Work instructions: Locate every line in the entries below that contains the string "ball", matching case exactly, and copy each of those lines.

Given records:

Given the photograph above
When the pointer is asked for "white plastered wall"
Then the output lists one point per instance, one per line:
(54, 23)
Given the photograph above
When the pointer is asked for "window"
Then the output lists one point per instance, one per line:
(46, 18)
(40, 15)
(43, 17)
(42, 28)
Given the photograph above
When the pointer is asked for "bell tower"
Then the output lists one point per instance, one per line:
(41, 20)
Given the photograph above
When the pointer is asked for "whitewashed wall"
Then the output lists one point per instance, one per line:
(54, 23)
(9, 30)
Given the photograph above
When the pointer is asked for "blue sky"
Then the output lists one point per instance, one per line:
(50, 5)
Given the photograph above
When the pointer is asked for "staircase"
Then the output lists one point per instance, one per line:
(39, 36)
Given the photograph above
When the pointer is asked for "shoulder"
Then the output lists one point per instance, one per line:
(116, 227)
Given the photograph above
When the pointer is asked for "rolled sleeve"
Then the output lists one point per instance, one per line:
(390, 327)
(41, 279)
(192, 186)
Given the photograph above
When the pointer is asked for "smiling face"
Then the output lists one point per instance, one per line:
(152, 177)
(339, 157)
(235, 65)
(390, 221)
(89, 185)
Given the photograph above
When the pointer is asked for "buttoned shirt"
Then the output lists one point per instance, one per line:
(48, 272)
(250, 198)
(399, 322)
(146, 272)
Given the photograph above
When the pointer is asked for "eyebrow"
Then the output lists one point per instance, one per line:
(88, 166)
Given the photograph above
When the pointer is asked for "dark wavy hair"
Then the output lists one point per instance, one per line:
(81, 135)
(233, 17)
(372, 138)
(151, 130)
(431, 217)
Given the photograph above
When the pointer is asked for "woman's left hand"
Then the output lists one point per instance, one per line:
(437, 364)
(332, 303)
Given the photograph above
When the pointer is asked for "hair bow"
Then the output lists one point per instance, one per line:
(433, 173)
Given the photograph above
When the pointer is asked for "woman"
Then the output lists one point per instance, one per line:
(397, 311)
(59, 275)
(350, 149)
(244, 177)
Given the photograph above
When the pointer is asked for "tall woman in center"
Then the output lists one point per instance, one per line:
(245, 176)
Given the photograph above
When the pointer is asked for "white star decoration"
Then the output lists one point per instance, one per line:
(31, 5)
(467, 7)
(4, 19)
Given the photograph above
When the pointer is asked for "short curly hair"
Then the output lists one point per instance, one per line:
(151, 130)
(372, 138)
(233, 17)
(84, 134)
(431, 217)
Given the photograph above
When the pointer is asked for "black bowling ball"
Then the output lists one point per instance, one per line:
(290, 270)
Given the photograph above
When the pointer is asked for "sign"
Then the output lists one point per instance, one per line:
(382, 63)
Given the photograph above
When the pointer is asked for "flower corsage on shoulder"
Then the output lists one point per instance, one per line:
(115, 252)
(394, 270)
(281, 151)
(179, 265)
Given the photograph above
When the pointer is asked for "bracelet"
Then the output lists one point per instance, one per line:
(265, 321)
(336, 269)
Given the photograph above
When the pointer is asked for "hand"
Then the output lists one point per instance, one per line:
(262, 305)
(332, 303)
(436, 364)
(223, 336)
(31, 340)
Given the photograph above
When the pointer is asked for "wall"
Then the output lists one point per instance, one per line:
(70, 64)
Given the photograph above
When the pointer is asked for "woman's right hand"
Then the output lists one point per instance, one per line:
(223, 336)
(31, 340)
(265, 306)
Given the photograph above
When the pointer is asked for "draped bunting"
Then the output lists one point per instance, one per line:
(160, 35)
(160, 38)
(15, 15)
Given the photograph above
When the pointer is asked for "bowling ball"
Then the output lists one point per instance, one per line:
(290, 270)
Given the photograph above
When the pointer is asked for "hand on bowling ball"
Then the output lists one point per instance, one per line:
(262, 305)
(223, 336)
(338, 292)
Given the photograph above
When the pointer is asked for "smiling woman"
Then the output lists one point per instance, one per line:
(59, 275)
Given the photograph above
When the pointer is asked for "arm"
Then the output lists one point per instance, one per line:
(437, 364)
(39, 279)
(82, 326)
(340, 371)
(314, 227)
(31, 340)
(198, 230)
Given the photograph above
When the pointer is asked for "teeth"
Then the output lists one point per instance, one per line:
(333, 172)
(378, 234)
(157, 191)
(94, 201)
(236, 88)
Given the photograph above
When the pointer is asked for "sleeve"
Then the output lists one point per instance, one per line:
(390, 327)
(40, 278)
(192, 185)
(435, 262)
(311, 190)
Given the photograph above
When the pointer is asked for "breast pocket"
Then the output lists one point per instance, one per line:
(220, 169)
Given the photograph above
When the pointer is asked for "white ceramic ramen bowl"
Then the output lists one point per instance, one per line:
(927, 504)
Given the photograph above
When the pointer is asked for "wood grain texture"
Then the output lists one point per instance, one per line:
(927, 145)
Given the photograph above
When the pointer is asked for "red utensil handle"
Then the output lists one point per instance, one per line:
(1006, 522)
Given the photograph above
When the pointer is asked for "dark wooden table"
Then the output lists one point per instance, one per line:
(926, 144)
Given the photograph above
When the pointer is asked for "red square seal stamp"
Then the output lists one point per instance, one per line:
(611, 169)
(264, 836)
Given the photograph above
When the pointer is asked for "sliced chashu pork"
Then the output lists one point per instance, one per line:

Exercise answer:
When the pointer is asked for "black bowling ball"
When the pointer is asked for "bowling ball"
When the pointer is asked for "hand on bowling ball"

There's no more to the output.